Studio album by Sherbet
- Released: June 1976
- Recorded: March–May 1976
- Studio: EMI Studios, Sydney, New South Wales, Australia
- Genre: Rock, pop
- Length: 40:13
- Label: Infinity/Festival
- Producer: Sherbet, Richard Lush

Sherbet chronology
| Life... Is for Living (1975) | Howzat! (1976) | The Sherbet Collection (1976) |

Singles from Howzat
- "Howzat" Released: May 1976; "Hollywood Dreaming"/"Gimme Love" Released: July 1976;

= Howzat! (album) =

Howzat! is the fifth studio album by Australian rock band, Sherbet. released in June 1976. It spent two weeks at number one on the Australian albums chart in 1976.

At the Australian 1976 King of Pop Awards the album won Most Popular Australian Album.

^^^^^^^^^^^^^^^^

### Aim 1
According to the Howzat! album article, how long did the record spend at number one on the Australian albums chart?
### Aim 2
Continue the Howzat! album article from its final sentence onward.

^^^^^^^^^^^^^^^^

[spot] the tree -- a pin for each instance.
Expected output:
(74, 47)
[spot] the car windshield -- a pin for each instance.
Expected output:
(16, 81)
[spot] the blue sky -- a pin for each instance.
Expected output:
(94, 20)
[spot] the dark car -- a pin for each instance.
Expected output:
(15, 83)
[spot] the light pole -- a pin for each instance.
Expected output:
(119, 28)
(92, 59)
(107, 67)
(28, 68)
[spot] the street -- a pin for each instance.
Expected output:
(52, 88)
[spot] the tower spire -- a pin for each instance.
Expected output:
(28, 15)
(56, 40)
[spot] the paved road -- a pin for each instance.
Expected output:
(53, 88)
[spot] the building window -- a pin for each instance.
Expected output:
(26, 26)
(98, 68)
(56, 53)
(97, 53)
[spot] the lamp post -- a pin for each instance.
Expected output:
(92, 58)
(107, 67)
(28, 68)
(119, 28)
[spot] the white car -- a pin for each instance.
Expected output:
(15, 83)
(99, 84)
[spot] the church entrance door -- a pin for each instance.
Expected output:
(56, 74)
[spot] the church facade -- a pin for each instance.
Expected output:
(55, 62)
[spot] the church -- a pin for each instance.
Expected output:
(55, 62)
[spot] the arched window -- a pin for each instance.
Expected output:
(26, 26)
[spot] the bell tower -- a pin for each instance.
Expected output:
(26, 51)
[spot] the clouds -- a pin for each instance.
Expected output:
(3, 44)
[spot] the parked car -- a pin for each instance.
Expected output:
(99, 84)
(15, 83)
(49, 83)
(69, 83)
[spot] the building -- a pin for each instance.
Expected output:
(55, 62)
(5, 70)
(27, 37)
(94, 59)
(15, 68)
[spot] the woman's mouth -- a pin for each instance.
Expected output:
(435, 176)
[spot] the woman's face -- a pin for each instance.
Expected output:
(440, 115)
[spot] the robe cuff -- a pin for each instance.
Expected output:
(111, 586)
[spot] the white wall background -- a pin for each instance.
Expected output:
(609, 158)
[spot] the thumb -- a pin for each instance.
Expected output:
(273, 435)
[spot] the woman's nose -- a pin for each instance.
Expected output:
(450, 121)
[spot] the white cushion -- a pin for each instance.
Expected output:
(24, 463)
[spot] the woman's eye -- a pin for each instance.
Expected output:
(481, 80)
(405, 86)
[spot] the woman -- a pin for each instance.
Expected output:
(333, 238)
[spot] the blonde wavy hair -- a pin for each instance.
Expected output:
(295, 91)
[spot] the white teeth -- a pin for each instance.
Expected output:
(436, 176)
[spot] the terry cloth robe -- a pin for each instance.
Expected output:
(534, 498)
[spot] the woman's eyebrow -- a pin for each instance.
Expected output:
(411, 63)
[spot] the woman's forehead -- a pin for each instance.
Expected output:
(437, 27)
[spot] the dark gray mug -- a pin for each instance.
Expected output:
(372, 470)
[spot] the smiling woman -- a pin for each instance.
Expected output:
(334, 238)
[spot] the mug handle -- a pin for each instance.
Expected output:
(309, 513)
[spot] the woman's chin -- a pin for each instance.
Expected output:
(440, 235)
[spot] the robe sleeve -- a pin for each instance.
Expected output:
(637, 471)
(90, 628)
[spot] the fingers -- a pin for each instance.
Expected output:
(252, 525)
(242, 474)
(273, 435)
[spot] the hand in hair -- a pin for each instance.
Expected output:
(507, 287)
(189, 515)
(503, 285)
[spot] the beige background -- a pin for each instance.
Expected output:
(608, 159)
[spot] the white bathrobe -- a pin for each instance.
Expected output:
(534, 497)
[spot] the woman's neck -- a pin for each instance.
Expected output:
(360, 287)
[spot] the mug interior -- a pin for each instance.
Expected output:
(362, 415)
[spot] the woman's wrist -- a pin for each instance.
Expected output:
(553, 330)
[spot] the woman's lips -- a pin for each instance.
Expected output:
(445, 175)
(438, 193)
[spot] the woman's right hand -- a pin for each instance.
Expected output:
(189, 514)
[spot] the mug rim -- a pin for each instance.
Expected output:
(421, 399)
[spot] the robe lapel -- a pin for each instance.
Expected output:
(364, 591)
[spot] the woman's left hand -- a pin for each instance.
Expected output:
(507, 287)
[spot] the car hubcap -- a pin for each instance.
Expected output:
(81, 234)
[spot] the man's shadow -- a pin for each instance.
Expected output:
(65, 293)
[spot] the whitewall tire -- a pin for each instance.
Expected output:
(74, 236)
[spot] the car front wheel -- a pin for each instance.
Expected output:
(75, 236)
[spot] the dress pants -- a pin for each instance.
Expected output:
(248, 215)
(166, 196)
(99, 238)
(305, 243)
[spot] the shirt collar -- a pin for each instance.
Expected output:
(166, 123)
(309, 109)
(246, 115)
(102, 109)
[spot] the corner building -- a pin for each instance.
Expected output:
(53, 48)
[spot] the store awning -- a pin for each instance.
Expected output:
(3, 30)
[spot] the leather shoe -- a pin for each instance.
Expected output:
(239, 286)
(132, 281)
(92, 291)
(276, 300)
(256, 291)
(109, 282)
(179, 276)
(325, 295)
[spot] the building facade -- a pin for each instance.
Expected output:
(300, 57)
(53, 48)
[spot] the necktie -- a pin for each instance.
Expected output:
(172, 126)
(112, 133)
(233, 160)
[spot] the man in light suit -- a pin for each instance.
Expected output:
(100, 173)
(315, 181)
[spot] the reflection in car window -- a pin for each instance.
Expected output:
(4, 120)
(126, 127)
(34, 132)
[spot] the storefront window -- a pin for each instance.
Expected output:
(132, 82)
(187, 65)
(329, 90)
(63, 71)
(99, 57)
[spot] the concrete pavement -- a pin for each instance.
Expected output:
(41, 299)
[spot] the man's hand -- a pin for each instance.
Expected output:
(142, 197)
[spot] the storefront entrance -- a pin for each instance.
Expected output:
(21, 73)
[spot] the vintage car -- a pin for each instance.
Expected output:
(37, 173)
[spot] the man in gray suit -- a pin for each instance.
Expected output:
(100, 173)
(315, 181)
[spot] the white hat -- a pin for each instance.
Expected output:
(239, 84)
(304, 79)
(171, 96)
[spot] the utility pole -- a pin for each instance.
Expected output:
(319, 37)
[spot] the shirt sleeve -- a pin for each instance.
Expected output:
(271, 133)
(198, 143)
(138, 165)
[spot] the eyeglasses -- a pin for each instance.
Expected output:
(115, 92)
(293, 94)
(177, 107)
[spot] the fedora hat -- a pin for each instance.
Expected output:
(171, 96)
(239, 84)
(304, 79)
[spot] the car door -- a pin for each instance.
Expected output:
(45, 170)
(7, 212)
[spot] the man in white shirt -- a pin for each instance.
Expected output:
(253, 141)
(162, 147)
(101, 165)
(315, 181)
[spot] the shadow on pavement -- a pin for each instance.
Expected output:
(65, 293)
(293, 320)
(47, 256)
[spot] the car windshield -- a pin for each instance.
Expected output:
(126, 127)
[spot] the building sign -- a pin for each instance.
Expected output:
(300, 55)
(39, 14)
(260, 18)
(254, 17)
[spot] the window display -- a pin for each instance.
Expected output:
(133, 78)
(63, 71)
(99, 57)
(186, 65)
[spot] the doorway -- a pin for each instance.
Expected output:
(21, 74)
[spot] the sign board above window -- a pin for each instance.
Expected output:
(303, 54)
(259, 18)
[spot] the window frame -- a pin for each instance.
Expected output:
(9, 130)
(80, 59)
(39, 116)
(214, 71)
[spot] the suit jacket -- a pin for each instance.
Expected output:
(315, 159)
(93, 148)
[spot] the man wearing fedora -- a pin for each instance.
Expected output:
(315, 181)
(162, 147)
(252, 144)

^^^^^^^^^^^^^^^^

### Written reply 1
Two weeks, in 1976.

### Written reply 2
==Reception==
Cash Box magazine said "Their sound is a bit pop-ish, but the somewhat heavy-handed treatment of the instrumentation lends just enough punch to make Howzat! a solid choice for the FM programmer as well. We highly recommend the title track and 'Blueswalkin' to the progressive programmer, while 'Dancer' will supplement these just fine in the pop markets."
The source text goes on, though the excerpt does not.